* _Task prompt_
Copy the listing below, swapping every "example of the format" for "sample of the layout" and leaving everything else unchanged.

Shape annotation entries
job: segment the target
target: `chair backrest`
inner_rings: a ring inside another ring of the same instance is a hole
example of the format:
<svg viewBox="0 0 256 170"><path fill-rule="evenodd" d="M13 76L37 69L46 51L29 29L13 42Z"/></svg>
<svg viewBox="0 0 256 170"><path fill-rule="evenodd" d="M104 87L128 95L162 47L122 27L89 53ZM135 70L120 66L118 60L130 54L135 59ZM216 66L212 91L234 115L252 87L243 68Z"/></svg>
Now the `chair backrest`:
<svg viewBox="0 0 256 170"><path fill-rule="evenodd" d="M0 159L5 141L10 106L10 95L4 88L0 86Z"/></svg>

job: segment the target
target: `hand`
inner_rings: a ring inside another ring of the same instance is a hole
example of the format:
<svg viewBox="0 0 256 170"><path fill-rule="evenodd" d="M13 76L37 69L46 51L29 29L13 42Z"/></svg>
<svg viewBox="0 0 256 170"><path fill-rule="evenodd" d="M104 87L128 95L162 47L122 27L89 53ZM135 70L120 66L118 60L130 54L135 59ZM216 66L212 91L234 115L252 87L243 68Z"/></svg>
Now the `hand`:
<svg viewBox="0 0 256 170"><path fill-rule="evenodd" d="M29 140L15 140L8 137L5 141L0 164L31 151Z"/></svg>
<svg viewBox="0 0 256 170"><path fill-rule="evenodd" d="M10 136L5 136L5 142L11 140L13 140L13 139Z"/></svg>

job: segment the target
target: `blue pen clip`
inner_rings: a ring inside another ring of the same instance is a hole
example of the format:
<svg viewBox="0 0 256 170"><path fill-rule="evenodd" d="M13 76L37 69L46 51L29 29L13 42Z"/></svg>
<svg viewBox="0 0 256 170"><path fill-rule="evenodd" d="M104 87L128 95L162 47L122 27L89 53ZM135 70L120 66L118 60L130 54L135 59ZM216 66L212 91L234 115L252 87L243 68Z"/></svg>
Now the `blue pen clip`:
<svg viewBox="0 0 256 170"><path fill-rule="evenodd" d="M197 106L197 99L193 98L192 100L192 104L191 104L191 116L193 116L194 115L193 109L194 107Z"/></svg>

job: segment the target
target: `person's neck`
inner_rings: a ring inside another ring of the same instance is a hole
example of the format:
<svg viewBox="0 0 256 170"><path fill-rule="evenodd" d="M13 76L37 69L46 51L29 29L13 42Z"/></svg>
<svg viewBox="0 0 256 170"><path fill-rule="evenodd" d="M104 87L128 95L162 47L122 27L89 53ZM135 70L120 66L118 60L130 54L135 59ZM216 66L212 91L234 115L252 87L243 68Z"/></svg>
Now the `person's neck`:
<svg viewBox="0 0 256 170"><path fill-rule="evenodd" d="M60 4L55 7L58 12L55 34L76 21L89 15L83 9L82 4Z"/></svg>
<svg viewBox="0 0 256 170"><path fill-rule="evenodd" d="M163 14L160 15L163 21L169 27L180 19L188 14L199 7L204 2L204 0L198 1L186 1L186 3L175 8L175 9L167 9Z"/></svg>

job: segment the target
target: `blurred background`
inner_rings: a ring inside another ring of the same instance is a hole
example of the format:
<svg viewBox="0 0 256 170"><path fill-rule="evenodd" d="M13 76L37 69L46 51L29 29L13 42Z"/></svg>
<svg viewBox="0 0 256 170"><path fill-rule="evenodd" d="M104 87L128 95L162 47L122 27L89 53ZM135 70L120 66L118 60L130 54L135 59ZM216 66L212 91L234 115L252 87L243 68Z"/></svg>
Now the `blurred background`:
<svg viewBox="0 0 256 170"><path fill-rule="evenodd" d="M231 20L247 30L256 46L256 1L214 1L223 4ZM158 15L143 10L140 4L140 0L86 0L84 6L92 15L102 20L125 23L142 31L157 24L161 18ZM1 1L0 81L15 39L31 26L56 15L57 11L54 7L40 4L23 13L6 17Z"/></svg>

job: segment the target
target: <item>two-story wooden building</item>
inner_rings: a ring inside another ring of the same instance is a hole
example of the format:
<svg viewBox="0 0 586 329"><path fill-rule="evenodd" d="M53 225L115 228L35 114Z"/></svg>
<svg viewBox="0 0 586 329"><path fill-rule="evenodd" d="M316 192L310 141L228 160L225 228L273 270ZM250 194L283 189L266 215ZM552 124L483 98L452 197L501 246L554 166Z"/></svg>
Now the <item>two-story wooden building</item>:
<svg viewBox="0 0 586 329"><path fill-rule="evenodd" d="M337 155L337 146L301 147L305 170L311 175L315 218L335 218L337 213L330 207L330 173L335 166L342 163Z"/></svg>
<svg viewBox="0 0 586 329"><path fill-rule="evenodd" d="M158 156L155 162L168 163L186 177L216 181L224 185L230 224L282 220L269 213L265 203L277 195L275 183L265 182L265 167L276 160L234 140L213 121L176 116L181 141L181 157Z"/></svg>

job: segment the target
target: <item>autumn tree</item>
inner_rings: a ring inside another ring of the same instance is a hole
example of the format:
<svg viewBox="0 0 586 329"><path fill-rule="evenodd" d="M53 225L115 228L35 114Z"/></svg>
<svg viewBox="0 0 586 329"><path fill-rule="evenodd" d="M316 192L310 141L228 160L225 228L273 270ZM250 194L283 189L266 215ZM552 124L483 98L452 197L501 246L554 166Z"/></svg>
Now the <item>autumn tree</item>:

* _Complete answer_
job: segment the target
target: `chair backrest`
inner_rings: a ring inside another ring of the same instance is a hole
sample of the layout:
<svg viewBox="0 0 256 170"><path fill-rule="evenodd" d="M13 76L37 69L46 51L29 29L13 42Z"/></svg>
<svg viewBox="0 0 256 170"><path fill-rule="evenodd" d="M104 87L128 95L162 47L122 27L89 53ZM135 70L120 66L118 60L130 54L135 59ZM216 66L212 91L234 115L252 87L243 68Z"/></svg>
Now the `chair backrest`:
<svg viewBox="0 0 256 170"><path fill-rule="evenodd" d="M0 159L5 141L10 106L10 95L4 88L0 86Z"/></svg>

job: segment the target
target: `hand`
inner_rings: a ring inside another ring of the same instance is a hole
sample of the layout:
<svg viewBox="0 0 256 170"><path fill-rule="evenodd" d="M13 76L37 69L46 51L29 29L13 42Z"/></svg>
<svg viewBox="0 0 256 170"><path fill-rule="evenodd" d="M104 87L128 95L162 47L122 27L89 53ZM135 70L120 66L118 60L130 54L135 59ZM216 66L212 91L234 115L252 87L243 68Z"/></svg>
Now the `hand`:
<svg viewBox="0 0 256 170"><path fill-rule="evenodd" d="M29 140L15 140L8 137L5 141L0 164L31 151Z"/></svg>
<svg viewBox="0 0 256 170"><path fill-rule="evenodd" d="M10 136L5 136L5 142L11 140L13 140L13 139Z"/></svg>

job: segment the target
target: `blue pen clip`
inner_rings: a ring inside another ring of the same instance is a hole
sample of the layout:
<svg viewBox="0 0 256 170"><path fill-rule="evenodd" d="M13 76L37 69L46 51L29 29L13 42Z"/></svg>
<svg viewBox="0 0 256 170"><path fill-rule="evenodd" d="M104 87L128 95L162 47L122 27L89 53ZM135 70L120 66L118 60L130 54L135 59ZM216 66L212 91L234 115L252 87L243 68Z"/></svg>
Now the `blue pen clip`:
<svg viewBox="0 0 256 170"><path fill-rule="evenodd" d="M197 106L197 99L193 98L192 100L192 104L191 104L191 116L193 116L194 115L193 109L194 107Z"/></svg>

job: segment the target
target: `person's neck`
inner_rings: a ring inside another ring of the same instance is a hole
sample of the layout:
<svg viewBox="0 0 256 170"><path fill-rule="evenodd" d="M13 76L37 69L46 51L29 29L13 42Z"/></svg>
<svg viewBox="0 0 256 170"><path fill-rule="evenodd" d="M104 87L128 95L162 47L122 27L89 53ZM135 70L120 66L118 60L130 54L135 59ZM216 66L212 91L234 115L252 87L243 68Z"/></svg>
Now the `person's neck`:
<svg viewBox="0 0 256 170"><path fill-rule="evenodd" d="M60 4L55 7L58 12L55 34L76 21L89 15L83 9L82 4Z"/></svg>
<svg viewBox="0 0 256 170"><path fill-rule="evenodd" d="M163 14L160 15L163 21L169 27L180 19L188 14L199 7L204 2L204 0L198 1L186 1L186 3L175 8L175 9L167 9Z"/></svg>

job: segment the target
target: `blurred background`
inner_rings: a ring inside another ring of the same instance is a hole
sample of the layout:
<svg viewBox="0 0 256 170"><path fill-rule="evenodd" d="M13 76L37 69L46 51L29 29L13 42Z"/></svg>
<svg viewBox="0 0 256 170"><path fill-rule="evenodd" d="M104 87L128 95L162 47L122 27L89 53ZM135 70L120 66L118 60L130 54L135 59ZM216 66L212 91L234 115L252 87L243 68Z"/></svg>
Now the `blurred background`:
<svg viewBox="0 0 256 170"><path fill-rule="evenodd" d="M231 20L247 30L256 46L256 1L214 1L223 4ZM158 15L143 10L140 4L140 0L86 0L84 6L92 15L102 20L125 23L142 31L157 24L161 18ZM1 1L0 81L15 39L31 26L56 15L57 11L54 7L40 4L23 13L6 17Z"/></svg>

job: segment the target
target: <item>two-story wooden building</item>
inner_rings: a ring inside another ring of the same instance is a hole
sample of the layout:
<svg viewBox="0 0 586 329"><path fill-rule="evenodd" d="M53 225L115 228L35 114Z"/></svg>
<svg viewBox="0 0 586 329"><path fill-rule="evenodd" d="M316 192L310 141L228 160L225 228L273 270ZM250 194L283 189L266 215ZM552 124L483 98L452 197L501 246L554 166Z"/></svg>
Now the <item>two-story wooden building</item>:
<svg viewBox="0 0 586 329"><path fill-rule="evenodd" d="M337 155L337 146L301 147L305 170L311 175L315 218L335 218L337 213L330 207L330 173L335 166L342 163Z"/></svg>
<svg viewBox="0 0 586 329"><path fill-rule="evenodd" d="M158 156L155 162L168 163L186 177L216 181L224 185L230 224L282 220L269 213L265 203L277 195L275 183L265 182L265 167L276 160L234 140L213 121L176 116L181 141L181 157Z"/></svg>

job: segment the target
target: <item>autumn tree</item>
inner_rings: a ring inside another ring of the same instance is a hole
sample of the layout:
<svg viewBox="0 0 586 329"><path fill-rule="evenodd" d="M53 225L115 228L35 114Z"/></svg>
<svg viewBox="0 0 586 329"><path fill-rule="evenodd" d="M316 192L310 141L228 160L225 228L273 270ZM250 194L283 189L266 215ZM552 124L483 98L452 197L501 246L554 166Z"/></svg>
Now the <item>autumn tree</item>:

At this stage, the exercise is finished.